▶ [Work instructions]: Continue the ballot-measure recommendations after the last argument shown.
--- Page excerpt Enclosed Below ---
Argument: These pension benefits are a never-ending money pit boondogle. No
 
Measure O: Otay Mesa Enhanced Infrastructure Financing District Tax Increment Bonds
NO
 
Argument: We stand in opposition to burdening current and future tax-payers with vague obligations which guarantee future tax increases.
 
Measure P: Del Mar Land Use and Zoning Charter Amendment
Amends the city charter to establish maximum local control over land use and zoning.
YES
 
Argument: This puts limits on local governments. We support limited government.
 
Measure Q: Chula Vista Marijuana Business Tax
Authorizes the city to tax marijuana businesses at the following rates: 5 to 15 percent of gross receipts or $5 to $25 per square foot for cultivation.
YES
 
Argument: No new taxes.
 
 Measure R: Del Mar Beachfront Property Development Regulations Amendment
Reduces development potential for beachfront properties located in the Beach Overlay Zone if parcels extend beyond the Shoreline Protection Area established by the Beach Protection Initiative.
NO
 
Argument: No, this restricts the freedoms of property owners.
 
 Measure S: Santee School District Bond Issue
NO
 
Argument: We stand in opposition to burdening current and future tax-payers with vague obligations which guarantee future tax increases.
--- End of Enclosed Page excerpt ---
--- Records shown Enclosed Below ---
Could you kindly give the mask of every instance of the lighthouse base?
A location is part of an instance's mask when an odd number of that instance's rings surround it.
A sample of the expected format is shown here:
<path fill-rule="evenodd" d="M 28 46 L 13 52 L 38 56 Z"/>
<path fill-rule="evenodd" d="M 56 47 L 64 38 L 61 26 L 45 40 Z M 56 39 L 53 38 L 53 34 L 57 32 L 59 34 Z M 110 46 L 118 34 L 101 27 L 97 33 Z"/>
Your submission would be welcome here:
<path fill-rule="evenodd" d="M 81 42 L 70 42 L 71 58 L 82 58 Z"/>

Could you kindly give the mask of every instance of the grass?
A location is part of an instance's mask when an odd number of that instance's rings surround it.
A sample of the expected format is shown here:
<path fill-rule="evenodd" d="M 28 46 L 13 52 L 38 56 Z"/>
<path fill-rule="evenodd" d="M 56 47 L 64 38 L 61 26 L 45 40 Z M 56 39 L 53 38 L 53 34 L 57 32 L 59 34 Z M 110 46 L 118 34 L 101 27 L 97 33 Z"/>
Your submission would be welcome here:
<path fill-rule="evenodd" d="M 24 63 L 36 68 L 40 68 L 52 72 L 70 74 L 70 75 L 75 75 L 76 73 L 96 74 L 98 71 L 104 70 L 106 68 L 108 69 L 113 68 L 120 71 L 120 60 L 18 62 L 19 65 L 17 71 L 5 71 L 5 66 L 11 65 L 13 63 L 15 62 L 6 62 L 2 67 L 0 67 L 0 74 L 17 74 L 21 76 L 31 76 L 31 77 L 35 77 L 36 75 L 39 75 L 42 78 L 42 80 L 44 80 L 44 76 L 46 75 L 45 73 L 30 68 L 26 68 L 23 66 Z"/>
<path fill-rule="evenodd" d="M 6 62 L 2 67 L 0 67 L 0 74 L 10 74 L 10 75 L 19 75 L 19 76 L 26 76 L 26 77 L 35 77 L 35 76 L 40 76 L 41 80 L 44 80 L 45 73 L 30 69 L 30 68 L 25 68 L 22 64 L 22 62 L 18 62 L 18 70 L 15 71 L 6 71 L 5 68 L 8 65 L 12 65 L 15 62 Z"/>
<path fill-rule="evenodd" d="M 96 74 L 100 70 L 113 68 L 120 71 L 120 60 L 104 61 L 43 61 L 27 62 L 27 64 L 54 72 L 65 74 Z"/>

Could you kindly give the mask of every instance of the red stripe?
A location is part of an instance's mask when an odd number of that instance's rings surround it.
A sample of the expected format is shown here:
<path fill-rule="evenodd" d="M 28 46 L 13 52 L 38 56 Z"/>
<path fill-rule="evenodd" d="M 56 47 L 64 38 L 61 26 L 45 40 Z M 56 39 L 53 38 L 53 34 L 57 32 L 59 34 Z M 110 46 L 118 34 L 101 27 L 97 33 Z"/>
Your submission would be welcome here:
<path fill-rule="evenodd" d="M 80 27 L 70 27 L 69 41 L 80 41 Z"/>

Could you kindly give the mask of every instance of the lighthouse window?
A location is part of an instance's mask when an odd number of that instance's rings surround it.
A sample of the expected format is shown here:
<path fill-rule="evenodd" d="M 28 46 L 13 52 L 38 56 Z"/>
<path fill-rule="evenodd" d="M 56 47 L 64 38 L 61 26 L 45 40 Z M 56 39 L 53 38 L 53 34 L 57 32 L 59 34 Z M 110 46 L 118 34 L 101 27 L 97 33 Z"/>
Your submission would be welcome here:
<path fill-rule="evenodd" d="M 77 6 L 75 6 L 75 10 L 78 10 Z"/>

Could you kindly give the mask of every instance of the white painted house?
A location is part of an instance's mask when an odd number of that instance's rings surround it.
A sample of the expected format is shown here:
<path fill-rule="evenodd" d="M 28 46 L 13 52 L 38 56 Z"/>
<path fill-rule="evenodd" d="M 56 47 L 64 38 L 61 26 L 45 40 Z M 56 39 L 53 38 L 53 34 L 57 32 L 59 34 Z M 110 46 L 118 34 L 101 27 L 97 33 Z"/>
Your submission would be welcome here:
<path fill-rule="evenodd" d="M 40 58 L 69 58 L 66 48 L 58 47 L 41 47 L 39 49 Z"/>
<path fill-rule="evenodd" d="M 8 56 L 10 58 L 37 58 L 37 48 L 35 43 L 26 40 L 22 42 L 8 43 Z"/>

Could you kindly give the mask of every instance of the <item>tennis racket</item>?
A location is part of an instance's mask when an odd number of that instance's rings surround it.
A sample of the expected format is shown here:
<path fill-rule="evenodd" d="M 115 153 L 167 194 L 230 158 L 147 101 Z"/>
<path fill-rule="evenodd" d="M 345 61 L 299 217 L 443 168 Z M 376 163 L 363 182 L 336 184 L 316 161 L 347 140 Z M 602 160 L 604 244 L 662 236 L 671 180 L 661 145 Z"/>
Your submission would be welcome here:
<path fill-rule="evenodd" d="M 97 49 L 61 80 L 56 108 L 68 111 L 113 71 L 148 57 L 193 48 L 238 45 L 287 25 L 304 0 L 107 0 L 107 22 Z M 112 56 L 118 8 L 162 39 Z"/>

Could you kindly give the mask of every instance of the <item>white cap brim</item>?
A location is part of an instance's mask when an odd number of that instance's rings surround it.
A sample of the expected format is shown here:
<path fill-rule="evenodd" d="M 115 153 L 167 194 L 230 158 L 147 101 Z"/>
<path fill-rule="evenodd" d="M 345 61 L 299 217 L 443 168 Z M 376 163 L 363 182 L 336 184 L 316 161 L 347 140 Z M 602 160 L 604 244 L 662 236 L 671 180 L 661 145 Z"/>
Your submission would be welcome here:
--- End of Enclosed Records shown ---
▶ [Result]:
 
Measure T: Del Mar 941 Camino Del Mar Specific Plan Adoption
Replaces the Garden Del Mar Specific Plan with the 941 Camino Del Mar Specific Plan for redevelopment of the former gas station site.
YES
 
Argument: These plans should only even need to be put up for vote if they impose externalities to local communities. The owners of land should be allowed to build what they see fit.
 
 Measure U: Encinitas Housing Plan Update
Replaces the 1992 housing element in the general plan and adopting the Housing Plan Update 2018.
YES
 
Argument: These plans should only even need to be put up for vote if they impose externalities to local communities. The owners of land should be allowed to build what they see fit.
 
Measure V: La Mesa Marijuana Business Tax
Authorizes the city to tax marijuana businesses at rates of up to 6 percent of gross receipts and up to $10 per square foot of cultivation.
NO
 
Argument: No new taxes.
 
 Measure W: National City Rent Control
Enacts rent control in National City, including the establishment of just cause eviction regulations, rent stabilization, and a rent board.
NO
 
Argument: Rent control is price control. Price controls don’t work are a violation of freedom. Just say no to rent control.
 
 Measure X: Oceanside General Sales Tax
Authorizes the city to enact a 0.5 percent sales tax for seven years to fund general city purposes.
NO
 
Argument: No new taxes.
 
Measure Y: Oceanside Voter Approval for Changes to Open Space and Agricultural Land
Requires majority voter approval for any application to change the general plan land use designation or zoning of land designated or zoned for agricultural use or open space. The measure was designed to be in effect through 2028.
NO
 
Arguments: California has an awful poverty crisis fueled by a vast housing shortage that drives housing costs sky-high. The last thing this state needs is further displays of “not in my back yard” NIMBYism.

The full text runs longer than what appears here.